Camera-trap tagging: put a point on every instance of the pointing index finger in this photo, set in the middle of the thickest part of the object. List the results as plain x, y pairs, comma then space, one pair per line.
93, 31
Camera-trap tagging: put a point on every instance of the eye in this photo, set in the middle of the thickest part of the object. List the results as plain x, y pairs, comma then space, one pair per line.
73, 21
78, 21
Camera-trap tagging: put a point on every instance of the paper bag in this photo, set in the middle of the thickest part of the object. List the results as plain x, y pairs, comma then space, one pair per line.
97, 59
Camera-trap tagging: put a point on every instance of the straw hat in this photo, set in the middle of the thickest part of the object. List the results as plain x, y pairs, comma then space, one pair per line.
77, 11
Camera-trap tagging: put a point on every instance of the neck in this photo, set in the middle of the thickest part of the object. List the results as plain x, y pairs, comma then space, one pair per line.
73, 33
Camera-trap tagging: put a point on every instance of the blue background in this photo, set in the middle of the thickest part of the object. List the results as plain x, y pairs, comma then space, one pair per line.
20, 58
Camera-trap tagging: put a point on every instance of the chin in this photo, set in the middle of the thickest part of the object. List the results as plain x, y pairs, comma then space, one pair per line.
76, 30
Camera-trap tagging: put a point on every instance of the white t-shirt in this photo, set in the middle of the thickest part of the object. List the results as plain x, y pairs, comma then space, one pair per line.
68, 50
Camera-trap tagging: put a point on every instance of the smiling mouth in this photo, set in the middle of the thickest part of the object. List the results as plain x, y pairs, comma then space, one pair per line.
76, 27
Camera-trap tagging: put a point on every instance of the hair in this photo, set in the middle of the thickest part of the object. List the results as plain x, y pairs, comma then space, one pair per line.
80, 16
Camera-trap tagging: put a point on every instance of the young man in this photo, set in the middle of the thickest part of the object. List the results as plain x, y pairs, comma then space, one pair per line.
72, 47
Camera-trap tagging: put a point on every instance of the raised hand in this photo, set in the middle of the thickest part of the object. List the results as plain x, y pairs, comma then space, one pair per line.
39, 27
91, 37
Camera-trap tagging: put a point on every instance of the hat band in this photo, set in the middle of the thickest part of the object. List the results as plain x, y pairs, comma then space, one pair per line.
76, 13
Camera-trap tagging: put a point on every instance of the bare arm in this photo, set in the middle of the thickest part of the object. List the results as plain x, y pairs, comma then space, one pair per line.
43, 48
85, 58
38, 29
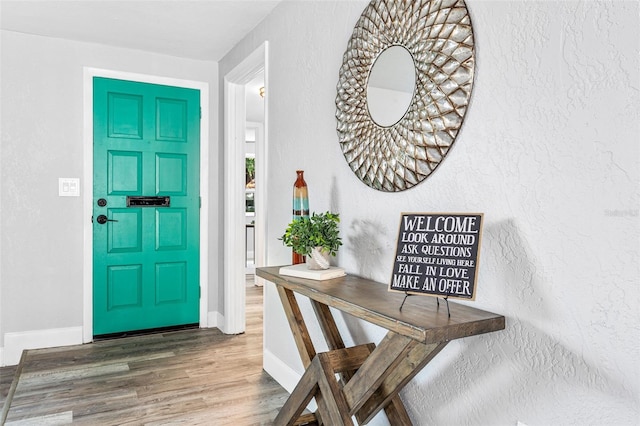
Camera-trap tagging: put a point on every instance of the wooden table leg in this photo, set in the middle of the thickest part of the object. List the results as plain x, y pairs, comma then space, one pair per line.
395, 410
297, 325
405, 370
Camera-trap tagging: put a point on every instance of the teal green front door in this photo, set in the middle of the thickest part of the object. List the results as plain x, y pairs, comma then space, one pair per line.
146, 201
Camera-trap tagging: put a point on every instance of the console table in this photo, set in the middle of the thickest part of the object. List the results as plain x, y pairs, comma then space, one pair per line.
370, 376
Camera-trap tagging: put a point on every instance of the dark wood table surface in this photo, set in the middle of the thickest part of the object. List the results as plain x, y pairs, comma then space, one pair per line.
372, 375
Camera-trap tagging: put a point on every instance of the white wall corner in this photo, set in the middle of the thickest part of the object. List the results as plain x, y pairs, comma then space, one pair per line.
15, 343
286, 376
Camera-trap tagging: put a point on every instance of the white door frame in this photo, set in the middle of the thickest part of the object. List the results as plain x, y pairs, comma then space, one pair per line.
234, 222
87, 276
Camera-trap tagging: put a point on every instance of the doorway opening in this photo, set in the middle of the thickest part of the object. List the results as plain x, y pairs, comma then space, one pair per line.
235, 226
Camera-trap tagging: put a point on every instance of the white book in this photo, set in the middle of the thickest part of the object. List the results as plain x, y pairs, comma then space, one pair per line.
302, 271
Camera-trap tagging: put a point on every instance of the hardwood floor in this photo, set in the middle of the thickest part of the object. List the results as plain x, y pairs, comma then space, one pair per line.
188, 377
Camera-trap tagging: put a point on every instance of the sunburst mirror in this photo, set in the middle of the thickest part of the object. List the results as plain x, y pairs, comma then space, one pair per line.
404, 89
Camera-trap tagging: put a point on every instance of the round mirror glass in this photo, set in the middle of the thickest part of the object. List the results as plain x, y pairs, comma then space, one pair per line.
390, 87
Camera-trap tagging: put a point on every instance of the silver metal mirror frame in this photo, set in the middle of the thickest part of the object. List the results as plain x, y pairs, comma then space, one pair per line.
439, 36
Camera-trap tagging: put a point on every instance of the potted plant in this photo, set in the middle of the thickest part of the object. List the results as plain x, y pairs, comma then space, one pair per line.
316, 237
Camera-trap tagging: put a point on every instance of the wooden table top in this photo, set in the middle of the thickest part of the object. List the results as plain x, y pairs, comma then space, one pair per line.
420, 318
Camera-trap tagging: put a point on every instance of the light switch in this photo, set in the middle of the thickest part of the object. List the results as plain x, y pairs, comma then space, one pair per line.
69, 187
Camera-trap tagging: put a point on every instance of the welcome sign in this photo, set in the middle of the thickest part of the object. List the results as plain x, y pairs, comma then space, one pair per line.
437, 254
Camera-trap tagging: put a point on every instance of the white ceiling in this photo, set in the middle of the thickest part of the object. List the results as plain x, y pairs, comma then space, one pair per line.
196, 29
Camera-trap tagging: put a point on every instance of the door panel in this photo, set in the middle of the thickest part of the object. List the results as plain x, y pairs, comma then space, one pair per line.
146, 258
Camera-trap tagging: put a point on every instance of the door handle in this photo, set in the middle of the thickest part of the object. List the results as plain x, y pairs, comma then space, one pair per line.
102, 219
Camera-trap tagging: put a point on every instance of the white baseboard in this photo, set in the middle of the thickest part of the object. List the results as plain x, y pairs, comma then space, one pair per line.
287, 377
214, 319
281, 372
15, 343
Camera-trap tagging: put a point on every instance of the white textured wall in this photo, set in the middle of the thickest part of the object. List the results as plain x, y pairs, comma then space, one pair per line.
548, 151
41, 234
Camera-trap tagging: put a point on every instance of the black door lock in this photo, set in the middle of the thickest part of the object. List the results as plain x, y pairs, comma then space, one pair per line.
102, 219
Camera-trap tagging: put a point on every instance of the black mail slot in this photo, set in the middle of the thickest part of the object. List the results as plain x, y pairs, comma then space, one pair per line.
148, 201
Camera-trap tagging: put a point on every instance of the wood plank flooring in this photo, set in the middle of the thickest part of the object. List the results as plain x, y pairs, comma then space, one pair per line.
188, 377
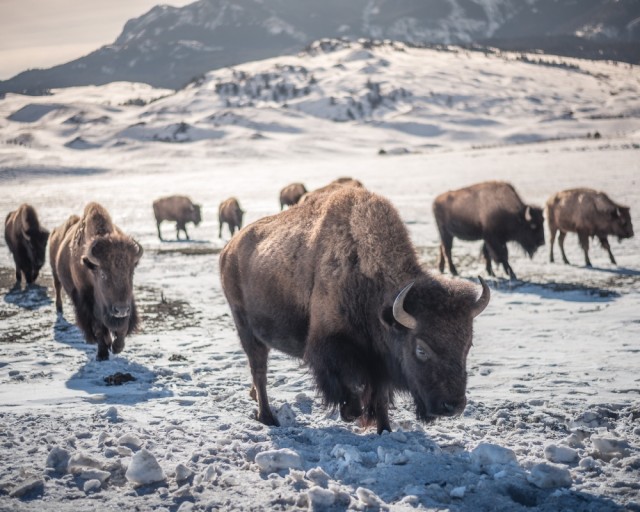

□ □ □ □

Brief:
Count the lines in the items above that contain the word "table" and reply with that number alone.

Problem solution:
4